## Consegne:
1. Elenca i nomi dei delfini citati nel testo sul delfinario di Gardaland.
2. Copia dal testo sul delfinario di Gardaland il passo da "La decisione anche" a "suo famosissimo delfinario.".
-------- Testo --------
La decisione anche in seguito alle critiche: chiude lo show acquatico. Sarà che il danno di immagine rischiava di pesare più di quello economico. E magari avrà contribuito pure il fatto che, oggigiorno, i bambini preferiscono le giostre mozzafiato allo spettacolo della natura. Fatto sta che, alla fine, ha vinto lo spirito animalista: da quest’anno Gardaland, il primo grande parco divertimenti d’Italia, dirà addio al suo famosissimo delfinario.
Il 6 gennaio Robin, Teide, Betty e Nau, i quattro esemplari cresciuti all’ombra delle montagne russe, si sono esibiti per l’ultima volta, e già in questi giorni è iniziato lo smantellamento della struttura commerciale annessa al Palablu. «Se ne va un pezzo di storia di Gardaland» conferma Danilo Santi, il direttore del parco che sorge a Castelnuovo, sulla sponda veronese del lago di Garda. «I delfini erano una presenza costante già dall’inizio degli anni Novanta. Il loro show è stato visto da milioni di spettatori, al punto che nel 1997 abbiamo deciso di realizzare il Palablù, con millecinquecento posti a sedere».
-------- Dati archiviati --------
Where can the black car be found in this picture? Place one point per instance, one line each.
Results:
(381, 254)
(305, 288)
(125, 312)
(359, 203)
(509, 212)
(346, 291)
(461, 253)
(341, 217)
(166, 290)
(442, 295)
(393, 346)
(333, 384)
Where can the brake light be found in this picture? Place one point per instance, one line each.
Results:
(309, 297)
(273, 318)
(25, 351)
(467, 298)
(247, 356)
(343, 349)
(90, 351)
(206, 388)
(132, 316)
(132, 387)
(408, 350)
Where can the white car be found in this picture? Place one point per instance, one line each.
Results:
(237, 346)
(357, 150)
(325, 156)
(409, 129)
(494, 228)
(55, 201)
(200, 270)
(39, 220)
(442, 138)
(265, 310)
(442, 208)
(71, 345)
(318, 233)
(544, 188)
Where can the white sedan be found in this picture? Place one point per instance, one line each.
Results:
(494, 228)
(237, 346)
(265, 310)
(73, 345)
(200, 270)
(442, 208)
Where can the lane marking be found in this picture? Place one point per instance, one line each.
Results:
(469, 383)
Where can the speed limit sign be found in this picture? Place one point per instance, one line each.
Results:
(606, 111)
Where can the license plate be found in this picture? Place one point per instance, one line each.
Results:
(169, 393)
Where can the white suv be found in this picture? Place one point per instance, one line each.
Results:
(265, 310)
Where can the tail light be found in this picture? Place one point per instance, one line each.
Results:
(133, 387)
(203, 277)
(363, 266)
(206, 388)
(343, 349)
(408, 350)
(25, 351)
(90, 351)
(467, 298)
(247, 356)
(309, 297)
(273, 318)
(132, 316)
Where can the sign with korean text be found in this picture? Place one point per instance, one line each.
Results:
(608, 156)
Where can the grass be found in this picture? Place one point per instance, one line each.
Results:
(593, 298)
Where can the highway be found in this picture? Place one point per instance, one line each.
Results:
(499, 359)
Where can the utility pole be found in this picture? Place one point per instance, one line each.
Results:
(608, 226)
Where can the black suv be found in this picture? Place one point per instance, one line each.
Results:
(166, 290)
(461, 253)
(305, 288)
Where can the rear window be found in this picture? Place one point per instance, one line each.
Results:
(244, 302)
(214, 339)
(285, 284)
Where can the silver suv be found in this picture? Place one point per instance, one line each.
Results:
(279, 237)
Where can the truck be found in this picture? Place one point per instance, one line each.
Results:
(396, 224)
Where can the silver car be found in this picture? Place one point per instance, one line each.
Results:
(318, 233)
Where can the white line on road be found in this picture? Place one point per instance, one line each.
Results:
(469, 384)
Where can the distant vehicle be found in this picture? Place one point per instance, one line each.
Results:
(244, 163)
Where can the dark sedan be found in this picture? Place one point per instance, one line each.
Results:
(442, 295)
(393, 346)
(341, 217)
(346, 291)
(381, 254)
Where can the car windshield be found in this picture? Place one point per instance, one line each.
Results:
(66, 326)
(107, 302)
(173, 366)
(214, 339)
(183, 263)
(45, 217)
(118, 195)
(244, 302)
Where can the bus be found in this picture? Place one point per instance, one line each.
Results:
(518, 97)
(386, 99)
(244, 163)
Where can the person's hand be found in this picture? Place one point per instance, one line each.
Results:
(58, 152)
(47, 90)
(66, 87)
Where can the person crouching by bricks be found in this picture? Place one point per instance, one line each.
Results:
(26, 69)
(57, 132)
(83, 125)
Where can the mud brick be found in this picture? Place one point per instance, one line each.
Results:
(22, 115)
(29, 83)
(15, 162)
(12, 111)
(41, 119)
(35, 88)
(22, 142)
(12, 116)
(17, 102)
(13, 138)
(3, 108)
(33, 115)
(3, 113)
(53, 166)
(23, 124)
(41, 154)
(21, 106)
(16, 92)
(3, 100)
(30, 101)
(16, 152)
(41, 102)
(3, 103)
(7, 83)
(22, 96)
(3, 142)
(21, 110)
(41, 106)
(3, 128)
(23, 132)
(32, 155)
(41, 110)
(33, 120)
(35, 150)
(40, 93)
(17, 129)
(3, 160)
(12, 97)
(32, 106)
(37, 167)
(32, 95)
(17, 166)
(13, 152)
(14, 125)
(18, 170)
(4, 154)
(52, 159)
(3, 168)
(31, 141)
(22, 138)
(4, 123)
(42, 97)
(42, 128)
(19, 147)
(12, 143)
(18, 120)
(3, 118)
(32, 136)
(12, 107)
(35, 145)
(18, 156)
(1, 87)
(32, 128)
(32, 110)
--------
## Soluzioni:
1. Robin, Teide, Betty e Nau.

2.
La decisione anche in seguito alle critiche: chiude lo show acquatico. Sarà che il danno di immagine rischiava di pesare più di quello economico. E magari avrà contribuito pure il fatto che, oggigiorno, i bambini preferiscono le giostre mozzafiato allo spettacolo della natura. Fatto sta che, alla fine, ha vinto lo spirito animalista: da quest’anno Gardaland, il primo grande parco divertimenti d’Italia, dirà addio al suo famosissimo delfinario.